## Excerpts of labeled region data
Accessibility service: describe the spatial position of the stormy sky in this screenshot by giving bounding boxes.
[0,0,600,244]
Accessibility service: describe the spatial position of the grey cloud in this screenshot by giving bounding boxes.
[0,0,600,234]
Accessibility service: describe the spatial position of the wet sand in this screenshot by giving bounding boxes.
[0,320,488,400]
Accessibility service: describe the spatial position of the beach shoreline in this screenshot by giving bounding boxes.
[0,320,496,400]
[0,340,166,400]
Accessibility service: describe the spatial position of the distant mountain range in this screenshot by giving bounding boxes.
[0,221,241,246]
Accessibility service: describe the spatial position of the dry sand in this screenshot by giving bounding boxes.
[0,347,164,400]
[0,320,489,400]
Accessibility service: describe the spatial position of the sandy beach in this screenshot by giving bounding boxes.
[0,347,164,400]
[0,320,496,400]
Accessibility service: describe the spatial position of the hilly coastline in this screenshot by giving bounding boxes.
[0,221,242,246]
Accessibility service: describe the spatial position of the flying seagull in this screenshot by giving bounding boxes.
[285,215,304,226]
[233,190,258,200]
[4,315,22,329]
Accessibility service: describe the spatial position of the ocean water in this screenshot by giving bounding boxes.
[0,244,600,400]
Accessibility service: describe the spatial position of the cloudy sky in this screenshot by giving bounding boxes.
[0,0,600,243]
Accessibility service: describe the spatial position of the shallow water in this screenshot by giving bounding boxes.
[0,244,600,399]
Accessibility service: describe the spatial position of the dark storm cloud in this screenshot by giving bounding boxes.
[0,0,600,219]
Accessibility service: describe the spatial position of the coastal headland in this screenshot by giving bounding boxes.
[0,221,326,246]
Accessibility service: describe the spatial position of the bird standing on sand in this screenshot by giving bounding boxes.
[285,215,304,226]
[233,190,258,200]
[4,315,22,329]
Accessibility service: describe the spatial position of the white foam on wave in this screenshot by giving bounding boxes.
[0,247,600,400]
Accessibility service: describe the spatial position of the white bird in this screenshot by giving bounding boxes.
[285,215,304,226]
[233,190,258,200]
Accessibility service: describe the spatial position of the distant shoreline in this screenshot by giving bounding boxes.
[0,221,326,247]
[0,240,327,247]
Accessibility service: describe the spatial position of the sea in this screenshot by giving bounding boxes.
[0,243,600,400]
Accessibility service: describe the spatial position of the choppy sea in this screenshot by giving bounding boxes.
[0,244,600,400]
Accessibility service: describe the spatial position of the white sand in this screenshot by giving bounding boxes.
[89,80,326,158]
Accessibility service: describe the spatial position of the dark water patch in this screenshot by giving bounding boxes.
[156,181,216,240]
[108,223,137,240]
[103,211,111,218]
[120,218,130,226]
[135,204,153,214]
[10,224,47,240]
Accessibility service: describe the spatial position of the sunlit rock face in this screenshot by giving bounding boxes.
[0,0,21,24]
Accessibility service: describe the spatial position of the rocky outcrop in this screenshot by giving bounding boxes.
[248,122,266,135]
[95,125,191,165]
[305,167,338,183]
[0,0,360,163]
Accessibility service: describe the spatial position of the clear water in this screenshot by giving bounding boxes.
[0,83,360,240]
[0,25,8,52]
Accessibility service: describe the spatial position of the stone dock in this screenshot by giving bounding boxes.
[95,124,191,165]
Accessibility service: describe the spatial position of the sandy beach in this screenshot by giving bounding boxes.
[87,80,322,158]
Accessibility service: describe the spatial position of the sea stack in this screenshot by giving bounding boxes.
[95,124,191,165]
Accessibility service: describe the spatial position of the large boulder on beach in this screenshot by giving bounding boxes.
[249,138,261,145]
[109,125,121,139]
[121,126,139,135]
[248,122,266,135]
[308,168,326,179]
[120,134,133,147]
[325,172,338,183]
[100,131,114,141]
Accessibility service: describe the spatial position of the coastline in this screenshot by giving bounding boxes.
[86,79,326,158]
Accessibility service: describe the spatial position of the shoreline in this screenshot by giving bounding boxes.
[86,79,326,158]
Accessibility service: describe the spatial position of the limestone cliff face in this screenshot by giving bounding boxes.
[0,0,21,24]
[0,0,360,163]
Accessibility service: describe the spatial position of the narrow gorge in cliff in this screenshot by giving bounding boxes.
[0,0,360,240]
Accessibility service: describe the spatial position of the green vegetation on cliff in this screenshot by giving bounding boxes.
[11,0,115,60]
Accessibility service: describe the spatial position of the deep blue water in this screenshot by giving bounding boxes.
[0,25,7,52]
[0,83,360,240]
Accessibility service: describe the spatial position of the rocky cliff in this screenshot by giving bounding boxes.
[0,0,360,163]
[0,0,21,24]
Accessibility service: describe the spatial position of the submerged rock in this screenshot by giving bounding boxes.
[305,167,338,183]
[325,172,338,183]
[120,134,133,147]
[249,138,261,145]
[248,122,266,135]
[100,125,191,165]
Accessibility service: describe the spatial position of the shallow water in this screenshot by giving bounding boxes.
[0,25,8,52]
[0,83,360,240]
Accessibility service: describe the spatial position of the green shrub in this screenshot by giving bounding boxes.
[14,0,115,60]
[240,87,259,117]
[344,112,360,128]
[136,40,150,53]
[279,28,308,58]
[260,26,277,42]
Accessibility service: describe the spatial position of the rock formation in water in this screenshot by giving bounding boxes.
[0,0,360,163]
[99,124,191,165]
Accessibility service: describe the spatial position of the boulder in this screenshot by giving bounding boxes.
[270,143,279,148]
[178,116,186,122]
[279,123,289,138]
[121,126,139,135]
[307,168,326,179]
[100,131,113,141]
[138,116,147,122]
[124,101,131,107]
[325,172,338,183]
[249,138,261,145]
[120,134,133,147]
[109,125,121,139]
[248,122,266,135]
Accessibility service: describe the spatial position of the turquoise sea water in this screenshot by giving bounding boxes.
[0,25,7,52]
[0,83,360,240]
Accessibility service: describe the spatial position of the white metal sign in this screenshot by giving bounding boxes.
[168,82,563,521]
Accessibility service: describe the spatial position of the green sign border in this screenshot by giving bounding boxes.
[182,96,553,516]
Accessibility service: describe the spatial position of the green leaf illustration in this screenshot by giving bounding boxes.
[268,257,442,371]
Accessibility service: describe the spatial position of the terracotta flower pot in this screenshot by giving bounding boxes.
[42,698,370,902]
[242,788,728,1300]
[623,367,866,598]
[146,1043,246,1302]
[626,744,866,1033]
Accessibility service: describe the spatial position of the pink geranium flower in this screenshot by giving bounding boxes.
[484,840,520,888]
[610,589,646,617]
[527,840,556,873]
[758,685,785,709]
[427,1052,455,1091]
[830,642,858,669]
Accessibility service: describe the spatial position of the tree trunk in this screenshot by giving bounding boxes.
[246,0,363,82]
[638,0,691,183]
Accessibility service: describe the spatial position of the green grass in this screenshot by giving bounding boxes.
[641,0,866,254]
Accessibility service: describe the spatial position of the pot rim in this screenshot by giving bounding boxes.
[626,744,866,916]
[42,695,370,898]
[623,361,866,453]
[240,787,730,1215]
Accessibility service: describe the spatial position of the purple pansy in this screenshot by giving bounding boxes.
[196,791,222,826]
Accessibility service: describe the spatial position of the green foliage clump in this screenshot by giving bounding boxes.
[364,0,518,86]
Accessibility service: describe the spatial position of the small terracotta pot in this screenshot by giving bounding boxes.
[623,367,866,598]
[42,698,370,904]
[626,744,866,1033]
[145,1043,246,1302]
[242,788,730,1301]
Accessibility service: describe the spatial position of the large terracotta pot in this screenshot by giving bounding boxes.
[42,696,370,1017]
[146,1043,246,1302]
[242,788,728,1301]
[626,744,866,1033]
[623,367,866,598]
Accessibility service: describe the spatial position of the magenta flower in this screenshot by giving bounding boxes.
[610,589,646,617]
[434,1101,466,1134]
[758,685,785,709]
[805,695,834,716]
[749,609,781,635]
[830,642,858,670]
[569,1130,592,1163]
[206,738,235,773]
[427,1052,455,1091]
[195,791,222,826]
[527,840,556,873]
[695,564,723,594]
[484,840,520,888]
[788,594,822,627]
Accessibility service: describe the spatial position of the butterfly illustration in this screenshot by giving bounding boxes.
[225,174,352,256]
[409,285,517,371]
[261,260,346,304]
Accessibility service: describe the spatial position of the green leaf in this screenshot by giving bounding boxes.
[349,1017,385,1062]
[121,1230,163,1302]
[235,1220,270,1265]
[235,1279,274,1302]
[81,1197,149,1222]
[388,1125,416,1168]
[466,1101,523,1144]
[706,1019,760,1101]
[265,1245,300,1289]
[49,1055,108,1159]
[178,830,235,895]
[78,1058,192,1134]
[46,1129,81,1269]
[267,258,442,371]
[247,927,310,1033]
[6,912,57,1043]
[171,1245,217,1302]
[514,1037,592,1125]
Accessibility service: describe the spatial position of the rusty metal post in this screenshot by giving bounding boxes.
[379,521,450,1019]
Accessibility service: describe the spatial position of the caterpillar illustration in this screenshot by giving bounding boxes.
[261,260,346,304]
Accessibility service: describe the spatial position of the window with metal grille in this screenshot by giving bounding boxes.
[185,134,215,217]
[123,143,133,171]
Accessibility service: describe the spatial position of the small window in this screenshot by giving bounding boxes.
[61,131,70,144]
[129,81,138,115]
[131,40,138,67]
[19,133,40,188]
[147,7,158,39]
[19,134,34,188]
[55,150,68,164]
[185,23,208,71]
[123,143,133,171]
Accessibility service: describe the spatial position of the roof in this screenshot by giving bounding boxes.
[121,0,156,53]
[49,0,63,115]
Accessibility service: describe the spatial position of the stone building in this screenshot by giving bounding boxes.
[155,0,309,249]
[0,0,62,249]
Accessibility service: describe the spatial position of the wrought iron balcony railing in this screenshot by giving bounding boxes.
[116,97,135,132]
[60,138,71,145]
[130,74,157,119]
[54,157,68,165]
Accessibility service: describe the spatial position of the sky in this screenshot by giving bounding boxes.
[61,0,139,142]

## Exercise
Each line from the one containing "window in this screenshot by giving bounding boxes." to the end of the listing above should be copied exactly, and nothing else.

## Answer for the task
Accessibility service: describe the spatial position of the small window in this screenshot by giving bounding boxes.
[61,131,70,144]
[129,81,138,115]
[131,40,138,67]
[19,133,40,188]
[147,7,158,39]
[19,134,34,188]
[55,150,68,164]
[185,23,208,71]
[123,143,133,171]
Accessibility service: describe the spatial position of the roof in this screenshot by giving bounding boxes.
[121,0,156,53]
[49,0,63,115]
Accessibility service: describe the spatial position of the stone building in this screenshot by giving bounding boxes.
[155,0,309,249]
[0,0,62,249]
Accessibility service: describe the spatial position of the wrought iron balcony railing in this screenshot by giving bounding boxes.
[116,97,135,132]
[60,138,71,145]
[130,74,157,119]
[54,157,68,165]
Accessibility service: describe the spatial position of the sky in this screenshot by giving bounding boxes.
[61,0,139,142]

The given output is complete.